◆ Reading passage
Auto clear versions of drafts archived and older than one year

For some reason I’d like to keep some archived drafts yet I only need the content, not the version history. It would be much better if you can provide an option that automatically clears all versions of any draft sits in archive category for over one year. Otherwise I have to clear versions manually one by one.

Quick question Why do you “have” to clear the version history at all?

I use drafts daily but I almost never go into the versions. The few times I do… I’m glad they are there because it means i botched something. Why would you want to get rid of that?

To save space in iCloud storage.

I use Drafts for journal and task management and have written a bunch of actions and scripts for that. Basically I create a draft each day and edit it frequently in one day, and usually end up with more than 100 versions at the end of the day, sometimes over 200 versions. The journal gets archived when the next day come and I only need the final version of it after that. Also I don’t trash old journals as I may need to search for something in the past.

One day I found out my iCloud space is not enough and Drafts eats up most of it. And I bought more iCloud space (5G → 50G) and pay for that every month. Drafts took 3.5G space earlier this year and now 10.5G and I’m conerned for its rapid growth. I assume that deleting 100+ versions could significantly reduce the space a draft takes. (correct me if I’m wrong about this)

Here are some screenshots of my iCloud storage and draft versions.




I’m convinced you need to purge your versions if that’s how much space you’re using for plain text.

Each draft has an option to clear versions, but manually doing that at scale is going to be painful.

Just an idea, but if @agiletortoise could expose a scripting function to do the same clearing, that would be a simple script you could run in batch against any set of Drafts. You could write an action script to do it specifically against older archived drafts too as per your request; it would just be a manual trigger rather than automatic.

Exactly. Totally agree with you. Hope this feature comes soon. :slight_smile:

If Drafts is using that much of your space, it’s probably not just your draft data and versions. They really don’t take much space.

◆ Task directions
Transcribe the forum thread above about clearing old draft versions, word for word from start to finish.

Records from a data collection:

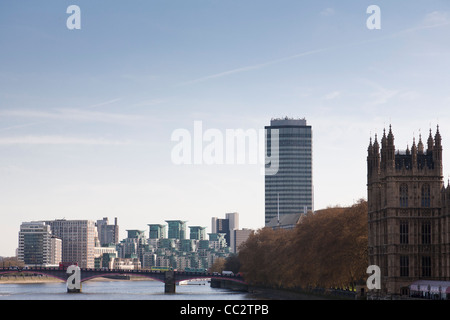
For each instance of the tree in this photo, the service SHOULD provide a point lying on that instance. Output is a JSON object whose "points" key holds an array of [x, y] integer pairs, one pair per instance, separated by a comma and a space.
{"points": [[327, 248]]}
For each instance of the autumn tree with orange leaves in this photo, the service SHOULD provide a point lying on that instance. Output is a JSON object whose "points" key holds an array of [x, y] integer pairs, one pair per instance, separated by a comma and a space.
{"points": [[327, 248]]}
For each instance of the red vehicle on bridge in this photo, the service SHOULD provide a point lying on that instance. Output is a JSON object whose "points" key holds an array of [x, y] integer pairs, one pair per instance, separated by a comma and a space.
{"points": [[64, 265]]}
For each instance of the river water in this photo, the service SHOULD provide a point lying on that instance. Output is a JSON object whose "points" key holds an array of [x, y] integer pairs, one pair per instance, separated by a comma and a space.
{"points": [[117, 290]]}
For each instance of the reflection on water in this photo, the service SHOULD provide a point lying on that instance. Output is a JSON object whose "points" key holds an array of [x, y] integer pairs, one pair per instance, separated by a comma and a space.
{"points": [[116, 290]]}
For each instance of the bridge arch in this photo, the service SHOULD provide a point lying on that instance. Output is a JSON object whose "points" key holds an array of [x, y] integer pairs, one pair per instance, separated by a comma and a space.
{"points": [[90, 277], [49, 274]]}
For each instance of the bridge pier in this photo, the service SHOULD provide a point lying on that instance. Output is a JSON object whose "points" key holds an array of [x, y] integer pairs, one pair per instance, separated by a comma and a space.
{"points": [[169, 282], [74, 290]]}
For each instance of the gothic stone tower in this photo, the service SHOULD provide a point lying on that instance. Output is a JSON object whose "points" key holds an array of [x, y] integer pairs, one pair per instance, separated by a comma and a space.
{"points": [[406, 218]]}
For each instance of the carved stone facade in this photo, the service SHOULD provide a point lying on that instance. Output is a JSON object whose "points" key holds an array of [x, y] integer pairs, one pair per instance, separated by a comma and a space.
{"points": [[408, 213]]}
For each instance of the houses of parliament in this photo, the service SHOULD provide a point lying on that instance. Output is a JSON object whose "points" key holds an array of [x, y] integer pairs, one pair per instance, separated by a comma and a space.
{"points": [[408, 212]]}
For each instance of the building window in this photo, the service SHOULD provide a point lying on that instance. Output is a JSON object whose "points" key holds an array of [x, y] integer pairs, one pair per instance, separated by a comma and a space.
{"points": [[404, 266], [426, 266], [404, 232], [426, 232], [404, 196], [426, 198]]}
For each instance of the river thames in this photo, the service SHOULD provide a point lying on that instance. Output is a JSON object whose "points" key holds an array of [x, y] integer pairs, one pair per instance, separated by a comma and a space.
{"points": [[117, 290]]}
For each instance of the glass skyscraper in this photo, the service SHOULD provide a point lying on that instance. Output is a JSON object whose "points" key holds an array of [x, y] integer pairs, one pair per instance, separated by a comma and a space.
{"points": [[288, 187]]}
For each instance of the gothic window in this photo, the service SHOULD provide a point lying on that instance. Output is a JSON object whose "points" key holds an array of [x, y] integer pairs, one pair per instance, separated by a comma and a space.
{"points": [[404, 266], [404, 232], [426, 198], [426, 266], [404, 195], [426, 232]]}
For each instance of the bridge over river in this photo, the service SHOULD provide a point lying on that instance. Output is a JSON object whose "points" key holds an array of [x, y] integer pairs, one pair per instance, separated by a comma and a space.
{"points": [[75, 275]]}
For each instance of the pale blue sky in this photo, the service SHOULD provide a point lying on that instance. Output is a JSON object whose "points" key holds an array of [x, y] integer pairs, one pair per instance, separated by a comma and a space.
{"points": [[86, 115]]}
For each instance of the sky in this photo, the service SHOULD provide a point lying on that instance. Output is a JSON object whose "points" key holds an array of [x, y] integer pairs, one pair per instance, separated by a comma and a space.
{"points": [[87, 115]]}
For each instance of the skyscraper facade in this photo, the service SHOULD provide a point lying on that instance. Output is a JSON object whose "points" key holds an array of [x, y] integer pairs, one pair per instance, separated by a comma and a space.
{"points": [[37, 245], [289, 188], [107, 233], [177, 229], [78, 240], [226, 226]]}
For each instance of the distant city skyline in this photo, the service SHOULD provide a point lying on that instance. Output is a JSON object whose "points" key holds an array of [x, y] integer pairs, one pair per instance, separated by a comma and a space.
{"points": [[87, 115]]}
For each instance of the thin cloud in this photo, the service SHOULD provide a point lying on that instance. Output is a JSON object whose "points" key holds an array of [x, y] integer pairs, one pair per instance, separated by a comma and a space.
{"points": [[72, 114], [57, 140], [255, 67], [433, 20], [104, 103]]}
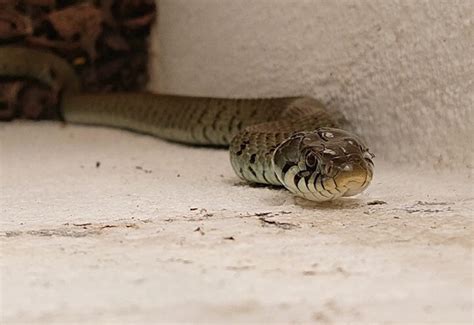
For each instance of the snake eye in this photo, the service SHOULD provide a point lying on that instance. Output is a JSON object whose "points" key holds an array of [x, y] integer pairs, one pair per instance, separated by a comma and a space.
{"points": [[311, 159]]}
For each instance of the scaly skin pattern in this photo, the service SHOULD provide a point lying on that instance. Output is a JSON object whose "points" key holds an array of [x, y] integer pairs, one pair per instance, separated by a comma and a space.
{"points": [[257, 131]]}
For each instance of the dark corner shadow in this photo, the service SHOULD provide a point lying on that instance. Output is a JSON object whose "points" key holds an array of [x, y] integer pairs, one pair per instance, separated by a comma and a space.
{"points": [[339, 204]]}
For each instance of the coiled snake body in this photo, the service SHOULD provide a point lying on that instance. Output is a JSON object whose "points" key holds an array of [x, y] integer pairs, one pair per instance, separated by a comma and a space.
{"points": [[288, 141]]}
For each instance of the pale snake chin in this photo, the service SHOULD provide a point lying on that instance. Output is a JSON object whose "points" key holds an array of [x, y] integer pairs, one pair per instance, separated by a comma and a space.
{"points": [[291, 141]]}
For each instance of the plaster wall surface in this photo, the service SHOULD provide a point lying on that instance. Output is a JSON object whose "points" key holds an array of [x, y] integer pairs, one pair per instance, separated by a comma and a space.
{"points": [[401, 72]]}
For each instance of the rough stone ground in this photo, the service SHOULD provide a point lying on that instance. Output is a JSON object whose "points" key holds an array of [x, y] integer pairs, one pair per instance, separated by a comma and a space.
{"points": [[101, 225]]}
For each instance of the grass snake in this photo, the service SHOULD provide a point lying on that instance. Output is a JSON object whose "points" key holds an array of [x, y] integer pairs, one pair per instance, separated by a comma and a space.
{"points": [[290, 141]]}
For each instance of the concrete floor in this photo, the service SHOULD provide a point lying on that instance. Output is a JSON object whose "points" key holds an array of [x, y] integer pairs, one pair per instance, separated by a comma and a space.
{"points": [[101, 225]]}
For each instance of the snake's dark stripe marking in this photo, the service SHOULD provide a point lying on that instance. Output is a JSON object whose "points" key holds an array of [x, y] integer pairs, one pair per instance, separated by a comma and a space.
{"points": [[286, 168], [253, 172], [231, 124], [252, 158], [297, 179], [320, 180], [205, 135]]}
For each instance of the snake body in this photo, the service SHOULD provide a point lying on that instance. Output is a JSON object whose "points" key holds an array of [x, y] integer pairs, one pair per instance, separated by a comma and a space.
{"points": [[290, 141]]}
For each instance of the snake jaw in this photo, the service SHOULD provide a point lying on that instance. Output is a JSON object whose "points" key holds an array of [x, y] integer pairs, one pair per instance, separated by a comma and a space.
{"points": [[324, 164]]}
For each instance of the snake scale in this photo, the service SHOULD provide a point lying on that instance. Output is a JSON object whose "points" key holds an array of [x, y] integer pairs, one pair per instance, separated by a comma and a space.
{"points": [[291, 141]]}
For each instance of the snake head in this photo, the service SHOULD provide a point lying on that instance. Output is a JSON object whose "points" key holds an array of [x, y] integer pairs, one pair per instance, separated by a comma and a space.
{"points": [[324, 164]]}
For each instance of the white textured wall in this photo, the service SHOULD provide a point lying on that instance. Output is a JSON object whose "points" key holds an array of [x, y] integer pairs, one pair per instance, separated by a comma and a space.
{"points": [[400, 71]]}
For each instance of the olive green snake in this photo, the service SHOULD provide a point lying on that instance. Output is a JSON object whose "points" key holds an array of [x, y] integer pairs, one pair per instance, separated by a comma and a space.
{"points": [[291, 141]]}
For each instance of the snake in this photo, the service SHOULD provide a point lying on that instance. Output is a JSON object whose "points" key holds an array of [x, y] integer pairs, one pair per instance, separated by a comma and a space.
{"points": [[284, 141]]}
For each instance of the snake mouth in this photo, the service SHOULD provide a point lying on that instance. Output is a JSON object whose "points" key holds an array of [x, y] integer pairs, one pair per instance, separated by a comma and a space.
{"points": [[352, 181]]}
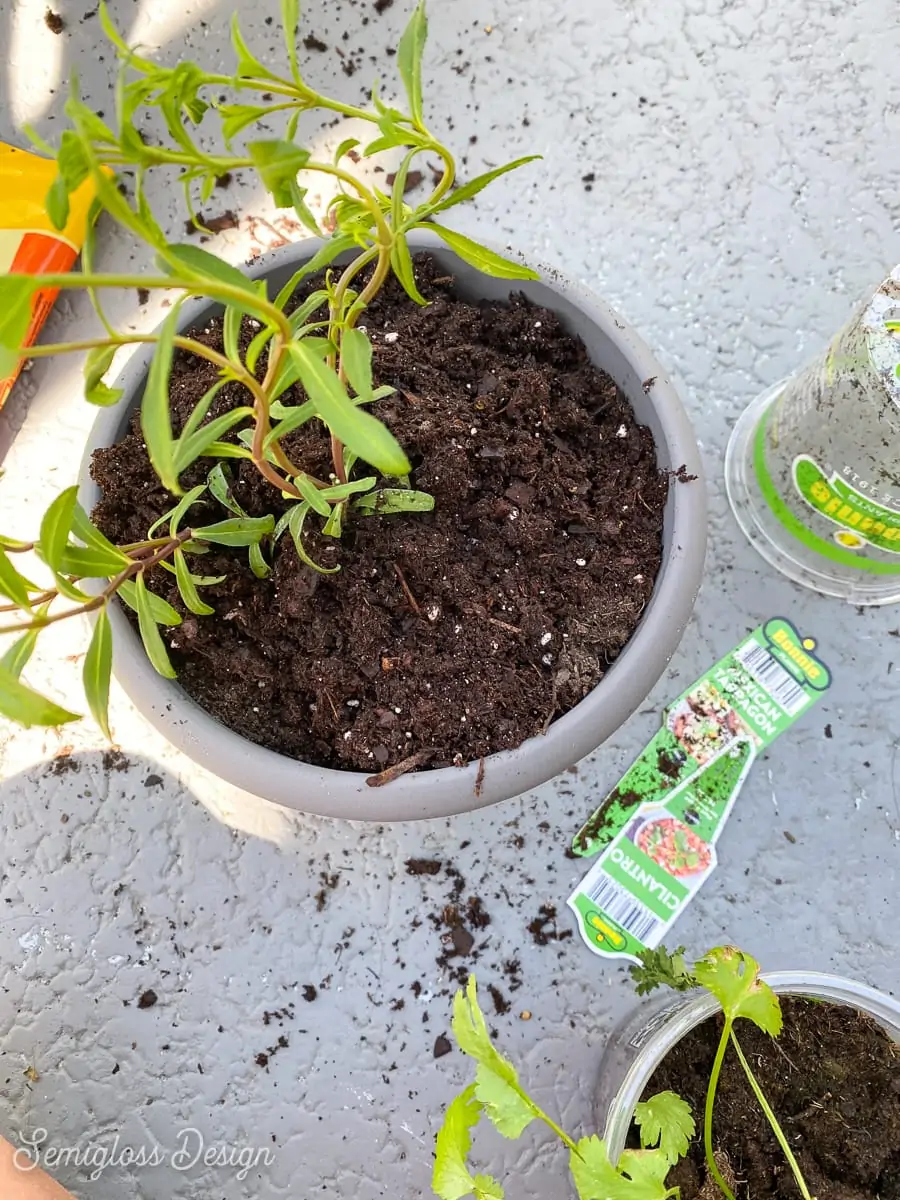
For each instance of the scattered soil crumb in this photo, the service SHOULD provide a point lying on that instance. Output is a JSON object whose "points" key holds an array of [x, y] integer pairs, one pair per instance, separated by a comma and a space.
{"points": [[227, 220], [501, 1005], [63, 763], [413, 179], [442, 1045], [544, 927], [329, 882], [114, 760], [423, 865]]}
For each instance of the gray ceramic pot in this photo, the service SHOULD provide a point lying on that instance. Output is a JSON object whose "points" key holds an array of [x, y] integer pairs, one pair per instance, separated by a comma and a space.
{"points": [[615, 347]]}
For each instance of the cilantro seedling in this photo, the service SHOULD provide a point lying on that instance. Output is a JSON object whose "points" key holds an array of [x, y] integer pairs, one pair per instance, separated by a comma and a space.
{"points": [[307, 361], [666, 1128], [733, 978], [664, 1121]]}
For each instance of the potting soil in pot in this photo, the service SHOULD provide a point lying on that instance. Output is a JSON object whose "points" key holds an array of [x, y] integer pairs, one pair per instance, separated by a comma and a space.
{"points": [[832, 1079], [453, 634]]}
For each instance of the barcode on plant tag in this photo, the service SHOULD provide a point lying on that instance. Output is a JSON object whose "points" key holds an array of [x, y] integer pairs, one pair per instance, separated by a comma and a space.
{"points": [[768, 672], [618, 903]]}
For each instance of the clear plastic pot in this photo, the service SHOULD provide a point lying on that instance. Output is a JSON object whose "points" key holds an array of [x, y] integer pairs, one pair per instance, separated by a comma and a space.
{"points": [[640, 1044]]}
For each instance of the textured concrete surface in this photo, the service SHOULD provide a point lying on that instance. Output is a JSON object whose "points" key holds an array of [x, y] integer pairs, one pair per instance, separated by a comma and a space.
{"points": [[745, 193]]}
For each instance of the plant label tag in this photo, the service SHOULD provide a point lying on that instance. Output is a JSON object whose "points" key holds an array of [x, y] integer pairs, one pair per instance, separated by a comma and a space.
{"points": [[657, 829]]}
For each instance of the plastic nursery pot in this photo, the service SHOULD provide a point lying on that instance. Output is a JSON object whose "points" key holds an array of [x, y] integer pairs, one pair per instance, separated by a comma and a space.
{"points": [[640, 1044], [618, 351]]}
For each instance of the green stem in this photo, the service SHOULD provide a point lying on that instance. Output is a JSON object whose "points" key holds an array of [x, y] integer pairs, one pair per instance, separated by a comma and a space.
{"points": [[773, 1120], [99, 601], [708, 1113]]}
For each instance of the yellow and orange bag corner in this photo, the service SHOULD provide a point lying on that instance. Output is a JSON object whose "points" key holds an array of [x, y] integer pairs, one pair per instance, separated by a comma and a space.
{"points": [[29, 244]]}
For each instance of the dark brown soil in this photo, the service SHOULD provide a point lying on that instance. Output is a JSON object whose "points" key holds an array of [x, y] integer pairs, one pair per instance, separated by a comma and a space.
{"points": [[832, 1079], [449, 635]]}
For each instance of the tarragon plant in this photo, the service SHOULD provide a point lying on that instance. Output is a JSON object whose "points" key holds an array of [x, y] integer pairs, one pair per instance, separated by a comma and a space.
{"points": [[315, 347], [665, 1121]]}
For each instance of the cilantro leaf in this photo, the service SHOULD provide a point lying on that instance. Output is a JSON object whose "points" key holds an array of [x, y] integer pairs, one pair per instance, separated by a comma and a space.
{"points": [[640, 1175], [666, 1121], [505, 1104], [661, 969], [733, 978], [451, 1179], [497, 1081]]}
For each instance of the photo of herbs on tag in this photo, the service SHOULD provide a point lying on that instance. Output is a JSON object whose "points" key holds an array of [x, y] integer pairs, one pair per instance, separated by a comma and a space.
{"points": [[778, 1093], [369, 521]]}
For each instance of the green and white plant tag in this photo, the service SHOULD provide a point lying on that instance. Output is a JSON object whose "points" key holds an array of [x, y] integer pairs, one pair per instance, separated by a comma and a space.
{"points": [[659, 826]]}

◆ Solution for this task
Auto clear versions of drafts archived and older than one year

For some reason I’d like to keep some archived drafts yet I only need the content, not the version history. It would be much better if you can provide an option that automatically clears all versions of any draft sits in archive category for over one year. Otherwise I have to clear versions manually one by one.

Quick question Why do you “have” to clear the version history at all?

I use drafts daily but I almost never go into the versions. The few times I do… I’m glad they are there because it means i botched something. Why would you want to get rid of that?

To save space in iCloud storage.

I use Drafts for journal and task management and have written a bunch of actions and scripts for that. Basically I create a draft each day and edit it frequently in one day, and usually end up with more than 100 versions at the end of the day, sometimes over 200 versions. The journal gets archived when the next day come and I only need the final version of it after that. Also I don’t trash old journals as I may need to search for something in the past.

One day I found out my iCloud space is not enough and Drafts eats up most of it. And I bought more iCloud space (5G → 50G) and pay for that every month. Drafts took 3.5G space earlier this year and now 10.5G and I’m conerned for its rapid growth. I assume that deleting 100+ versions could significantly reduce the space a draft takes. (correct me if I’m wrong about this)

Here are some screenshots of my iCloud storage and draft versions.




I’m convinced you need to purge your versions if that’s how much space you’re using for plain text.

Each draft has an option to clear versions, but manually doing that at scale is going to be painful.

Just an idea, but if @agiletortoise could expose a scripting function to do the same clearing, that would be a simple script you could run in batch against any set of Drafts. You could write an action script to do it specifically against older archived drafts too as per your request; it would just be a manual trigger rather than automatic.

Exactly. Totally agree with you. Hope this feature comes soon. :slight_smile:

If Drafts is using that much of your space, it’s probably not just your draft data and versions. They really don’t take much space.